Actually, unmodifiableList, unmodifiableSet and unmodifiableCollection do not produce copies of the original collection, they produce a view of it. This means they share the data with the original collection, so if it is changed, the view changes, So with our declaration of b above, although we cannot make a change to the collection viewed through b, if we make a change to it viewed through a, the collection viewed through b will also change. This means that it is not really correct to describe the objects returned by these methods as “immutable”, because that suggests they can never change. They can change, but not through a call on the actual object returned. So they are described as “unmodifiable views” of a modifiable object.

Here is some code which demonstrates this:

import java.util.*;

class UnmodifiableTreeSetTest
{
 public static void main(String[] args) throws Exception
 {
  Scanner input = new Scanner(System.in);
  System.out.println("Enter some words (all on one line):");
  String line = input.nextLine();
  String[] words = line.split(" ");
  Set<String> a = new TreeSet<String>();
  for(int i=0; i<words.length; i++)
     a.add(words[i]);
  System.out.println("The words are: "+a);
  Set<String> b = Collections.unmodifiableSet(a);
  System.out.println("Unmodifiable view of the words is: "+b);
  System.out.println("Enter a word to delete: ");
  String delWord = input.next().trim();
  a.remove(delWord);
  System.out.println("Changes words to: "+a);
  System.out.println("Unmodifiable view is: "+b);
 }
}

If the code were the same but with b.remove(delWord) instead of a.remove(delWord), it would compile, but when it was run and reached that statement, it would throw an UnsupportedOperationException.

^^^^

TASK INSTRUCTIONS:
1. Could you give back the rows from the line with "Question. Indicate one point on each instance of the vertical" up to and including the line with "244), (327, 241)]", swapping "vertical steel column" for "upright steel post" and leaving everything else as it is?
2. How would you finish out the next part of the passage on Java's unmodifiable collection views, picking up after its final sentence?
The rows that come next have no connection to the passage about unmodifiable views in Java.

EXERCISE INPUT:
^^^^

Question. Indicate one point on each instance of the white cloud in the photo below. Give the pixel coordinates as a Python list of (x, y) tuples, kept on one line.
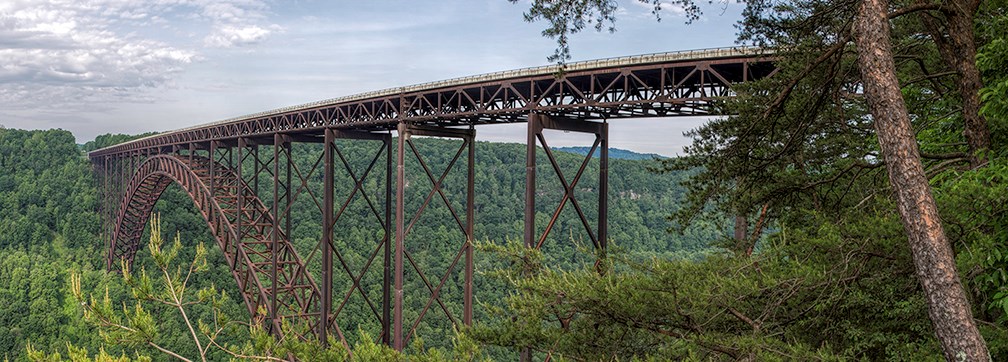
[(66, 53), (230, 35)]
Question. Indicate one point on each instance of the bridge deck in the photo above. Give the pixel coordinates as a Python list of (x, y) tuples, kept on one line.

^^^^

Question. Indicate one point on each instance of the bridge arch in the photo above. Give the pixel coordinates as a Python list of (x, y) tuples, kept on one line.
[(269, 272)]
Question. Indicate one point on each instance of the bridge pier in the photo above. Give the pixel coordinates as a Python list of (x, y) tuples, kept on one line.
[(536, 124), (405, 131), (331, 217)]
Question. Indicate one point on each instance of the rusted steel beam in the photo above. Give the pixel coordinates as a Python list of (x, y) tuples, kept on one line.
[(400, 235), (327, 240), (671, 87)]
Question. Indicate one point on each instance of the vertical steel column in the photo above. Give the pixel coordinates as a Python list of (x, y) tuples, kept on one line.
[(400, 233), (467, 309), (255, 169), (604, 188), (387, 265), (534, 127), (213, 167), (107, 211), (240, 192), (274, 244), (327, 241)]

^^^^

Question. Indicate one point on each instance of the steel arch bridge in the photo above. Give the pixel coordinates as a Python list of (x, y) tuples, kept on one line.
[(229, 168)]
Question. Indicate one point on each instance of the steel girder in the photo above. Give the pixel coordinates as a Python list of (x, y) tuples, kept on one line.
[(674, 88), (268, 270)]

^^^^

FINAL ANSWERS:
1.
Question. Indicate one point on each instance of the upright steel post in the photo above. Give the pixel coordinates as a Python list of (x, y) tuples, kept on one line.
[(400, 233), (467, 309), (255, 169), (604, 188), (387, 265), (534, 127), (213, 167), (107, 211), (240, 192), (274, 244), (327, 241)]

2.
The method headSet which we mentioned previously returns a view of the original set rather than copying. Given s1 of type TreeSet<E> and item of type E, then the call s2=s1.headSet(item) sets s2 to a view of all items in the set referenced by s1 which are less than item. This is according to the ordering of this set, which could be the natural ordering of E or some other ordering given by a comparator argument when the set was constructed. But as it is a view, if a new item less than item is added to the set referenced by s1, it will also be added to the set referenced by s2. Here is code that demonstrates this:

import java.util.*;

class HeadSetTest
{
 public static void main(String[] args) throws Exception
 {
  Scanner input = new Scanner(System.in);
  System.out.println("Enter some words (all on one line):");
  String line = input.nextLine();
  String[] words = line.split(" ");
  SortedSet<String> s1 = new TreeSet();
  for(String word : words)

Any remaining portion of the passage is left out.